» TO DO
Return every line in the records below that contains the word "photo", copying each one in full.

» DATASET RECORDS
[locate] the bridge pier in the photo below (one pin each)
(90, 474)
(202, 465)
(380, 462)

--

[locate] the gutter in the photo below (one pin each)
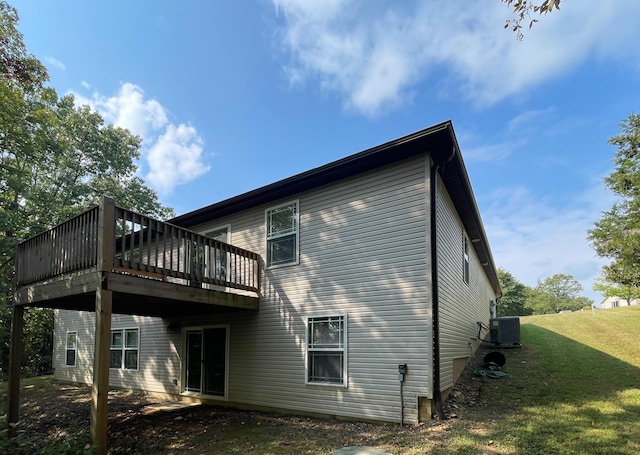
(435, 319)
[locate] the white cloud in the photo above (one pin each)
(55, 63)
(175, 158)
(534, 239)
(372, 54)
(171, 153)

» OUTPUT OF THE EXERCISE
[locate] the bridge pier in the photo below (one pin each)
[locate] the gutter in the photo below (one pin each)
[locate] the white cloud in the photo above (one pin each)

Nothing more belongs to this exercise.